**Material for this task**
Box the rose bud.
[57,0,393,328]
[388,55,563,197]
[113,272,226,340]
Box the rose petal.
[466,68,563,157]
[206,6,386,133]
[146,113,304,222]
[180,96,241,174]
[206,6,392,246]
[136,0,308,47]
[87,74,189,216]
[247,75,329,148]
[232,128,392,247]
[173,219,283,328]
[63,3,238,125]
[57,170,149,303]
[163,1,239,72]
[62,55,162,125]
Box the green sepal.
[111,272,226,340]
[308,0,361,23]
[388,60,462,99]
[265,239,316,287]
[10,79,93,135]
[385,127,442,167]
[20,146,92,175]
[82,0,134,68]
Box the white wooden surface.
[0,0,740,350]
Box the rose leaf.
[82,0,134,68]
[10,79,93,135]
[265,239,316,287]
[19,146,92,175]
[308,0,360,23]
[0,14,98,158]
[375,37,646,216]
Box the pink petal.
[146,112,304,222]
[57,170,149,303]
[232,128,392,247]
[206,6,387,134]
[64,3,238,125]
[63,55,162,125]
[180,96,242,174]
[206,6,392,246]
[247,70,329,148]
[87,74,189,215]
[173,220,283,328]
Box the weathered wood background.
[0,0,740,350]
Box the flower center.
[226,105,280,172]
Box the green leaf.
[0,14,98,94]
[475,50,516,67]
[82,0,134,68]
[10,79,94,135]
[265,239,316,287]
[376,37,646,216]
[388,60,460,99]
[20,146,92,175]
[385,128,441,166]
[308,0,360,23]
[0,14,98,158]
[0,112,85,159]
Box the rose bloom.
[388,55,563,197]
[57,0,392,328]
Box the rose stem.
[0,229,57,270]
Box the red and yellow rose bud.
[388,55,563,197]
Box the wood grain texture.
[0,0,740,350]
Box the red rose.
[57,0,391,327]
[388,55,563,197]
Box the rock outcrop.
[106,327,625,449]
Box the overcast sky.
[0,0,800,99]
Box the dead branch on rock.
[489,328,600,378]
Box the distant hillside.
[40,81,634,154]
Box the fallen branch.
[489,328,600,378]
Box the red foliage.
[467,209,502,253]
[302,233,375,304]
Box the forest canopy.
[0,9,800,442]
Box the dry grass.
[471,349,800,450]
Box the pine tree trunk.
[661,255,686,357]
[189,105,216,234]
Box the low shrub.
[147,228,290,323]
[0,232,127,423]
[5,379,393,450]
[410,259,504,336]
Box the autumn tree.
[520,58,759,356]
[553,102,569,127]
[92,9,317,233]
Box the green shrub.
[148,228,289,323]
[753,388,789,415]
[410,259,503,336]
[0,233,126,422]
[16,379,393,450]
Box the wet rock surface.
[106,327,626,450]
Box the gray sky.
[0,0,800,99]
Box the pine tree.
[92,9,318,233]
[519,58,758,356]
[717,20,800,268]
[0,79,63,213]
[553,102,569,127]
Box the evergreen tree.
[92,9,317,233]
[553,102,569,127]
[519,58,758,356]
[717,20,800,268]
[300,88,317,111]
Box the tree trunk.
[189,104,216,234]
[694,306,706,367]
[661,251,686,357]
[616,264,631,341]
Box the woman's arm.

**What is asked**
Revise the listing above so that every "shrub" reads "bush" and nothing else changes.

**Correct output**
Box the rose bud.
[57,0,393,328]
[388,55,563,197]
[113,272,226,340]
Box the rose petal.
[466,68,563,157]
[206,6,386,133]
[146,113,304,222]
[180,96,241,174]
[206,6,392,246]
[136,0,308,47]
[87,74,189,216]
[247,75,329,148]
[232,128,392,247]
[173,219,283,328]
[63,3,238,125]
[57,170,149,303]
[163,1,239,72]
[62,55,162,125]
Box the green sepal.
[111,272,226,340]
[308,0,361,23]
[388,60,462,99]
[265,239,316,287]
[10,79,93,135]
[385,127,442,167]
[20,146,92,175]
[82,0,134,68]
Box the white wooden surface.
[0,0,740,350]
Box the rose leaf.
[82,0,134,68]
[10,79,93,135]
[265,239,316,287]
[19,146,92,175]
[308,0,360,23]
[0,14,98,158]
[375,37,646,216]
Box the pink petal.
[146,112,304,222]
[57,170,149,303]
[232,128,392,247]
[206,6,387,134]
[64,3,238,125]
[63,55,162,125]
[180,96,242,174]
[206,6,392,246]
[247,70,329,148]
[87,74,189,215]
[173,220,283,328]
Box the weathered wood background.
[0,0,740,350]
Box the flower center.
[226,105,280,172]
Box the green leaf.
[0,14,98,94]
[475,50,516,67]
[82,0,134,68]
[10,79,94,135]
[265,239,316,287]
[376,37,646,216]
[388,60,460,99]
[20,146,92,175]
[385,128,441,166]
[308,0,360,23]
[0,14,98,158]
[0,112,85,159]
Box the rose bloom.
[388,55,563,197]
[57,0,392,328]
Box the rose stem.
[0,229,57,270]
Box the red and yellow rose bud.
[388,55,563,197]
Box the wood grain texture.
[0,0,740,350]
Box the red rose.
[57,0,391,327]
[388,55,563,197]
Box the rock outcrop.
[106,327,625,449]
Box the overcast sky.
[0,0,800,99]
Box the dead branch on rock.
[489,328,600,378]
Box the distant hillside.
[40,81,634,154]
Box the fallen branch.
[489,328,600,378]
Box the red foliage.
[467,209,502,253]
[302,233,375,304]
Box the forest canopy.
[0,9,800,442]
Box the dry grass.
[471,349,800,450]
Box the pine tree trunk.
[661,255,686,357]
[189,105,216,234]
Box the low bush.
[147,228,290,323]
[0,232,127,423]
[5,379,393,450]
[410,259,504,336]
Box the autumn tree.
[520,58,759,356]
[553,102,569,127]
[92,9,317,233]
Box the green bush.
[148,228,289,323]
[753,388,789,415]
[410,259,503,336]
[0,233,126,422]
[16,379,393,450]
Box the wet rock surface.
[106,327,626,450]
Box the gray sky.
[0,0,800,99]
Box the pine tree.
[92,9,318,233]
[519,58,758,356]
[717,20,800,268]
[0,79,63,213]
[553,102,569,127]
Box the evergreen tree.
[92,9,317,233]
[553,102,569,127]
[519,58,758,356]
[717,20,800,268]
[300,88,317,111]
Box the tree trunk.
[189,104,216,234]
[694,306,706,367]
[661,251,686,357]
[616,264,631,341]
Box the woman's arm.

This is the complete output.